Each discover() call returns an independent registry; merge() combines them with a (kind, name) uniqueness check. The consumer application decides the order of discover() calls and which sources to include.

Directory layout conventions

plugins/ # root, passed to discover()
├── {category}/ # optional grouping for humans
│ └── {plugin_name}/ # plugin root
│ ├── dagstack.toml # REQUIRED
│ ├── plugin.py # entry_point module
│ ├── tests/ # locally-run contract tests (optional)
│ └── README.md # plugin description (optional)
└── {plugin_name}/ # a flat layout is also valid
├── dagstack.toml
└── plugin.py
  • Category directories (llm/, tool/, chunker/) are a grouping for humans. kind is taken from dagstack.toml, not from the path.
  • The plugin directory name SHOULD match name in the manifest for readability, but this is not required.
  • tests/ inside a plugin — for plugin-local contract tests.

Interaction with other mechanisms

MechanismUse casePriority in the application
discover(path)In-project plugins, folder-basedPrimary
register_module(mod)Programmatic registration, bridges, testingFallback
load_entry_points()Pip-installed pluginsSecondary (distribution)

All three register into the same PluginRegistry. Duplicates of (kind, name) raise AmbiguousPlugin rather than silently overriding. An explicit override API is reserved for Phase 1+; today, resolve the duplicate at the manifest level (rename the plugin, drop the duplicate folder, or filter the discovery root with ignore=).

Migrating away from existing boilerplate patterns

Applications that still write their own discovery code (directory traversal, TOML parsing, registration) MAY migrate to discover() incrementally:

  1. Keep the existing boilerplate for backward compatibility until all plugins have been moved onto dagstack.toml.
  2. Create new plugins straight away under plugins/<name>/dagstack.toml + plugin.py.
  3. Once all plugins are migrated, remove the boilerplate and replace it with a discover("plugins/") call in the lifespan.

Consequences

Positive:

  • Zero-boilerplate plugin onboarding — create a folder with two files and you are done.
  • Namespace isolation through importlib — plugins do not conflict with each other even if they use identical module names.

• [SUPPLIED MATERIAL]
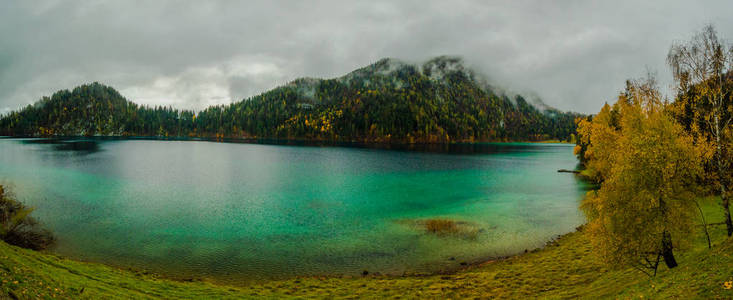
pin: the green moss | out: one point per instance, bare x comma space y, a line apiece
563, 269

• [REQUIRED ACTION A]
Duplicate the plugin discovery text starting at "Each discover() call" and ending at "plugin description (optional)".
• [REQUIRED ACTION B]
Answer these questions from the plugin discovery text.
(i) Which file is marked as required in each plugin root?
(ii) What is raised when two registrations share the same (kind, name)?
(iii) Once all plugins are migrated, what call replaces the boilerplate, and where?
The lines come from a different source than the plugin discovery text.

• [WRITTEN RESPONSE A]
Each discover() call returns an independent registry; merge() combines them with a (kind, name) uniqueness check. The consumer application decides the order of discover() calls and which sources to include.

Directory layout conventions

plugins/ # root, passed to discover()
├── {category}/ # optional grouping for humans
│ └── {plugin_name}/ # plugin root
│ ├── dagstack.toml # REQUIRED
│ ├── plugin.py # entry_point module
│ ├── tests/ # locally-run contract tests (optional)
│ └── README.md # plugin description (optional)

• [WRITTEN RESPONSE B]
(i) dagstack.toml
(ii) AmbiguousPlugin
(iii) A discover("plugins/") call, in the lifespan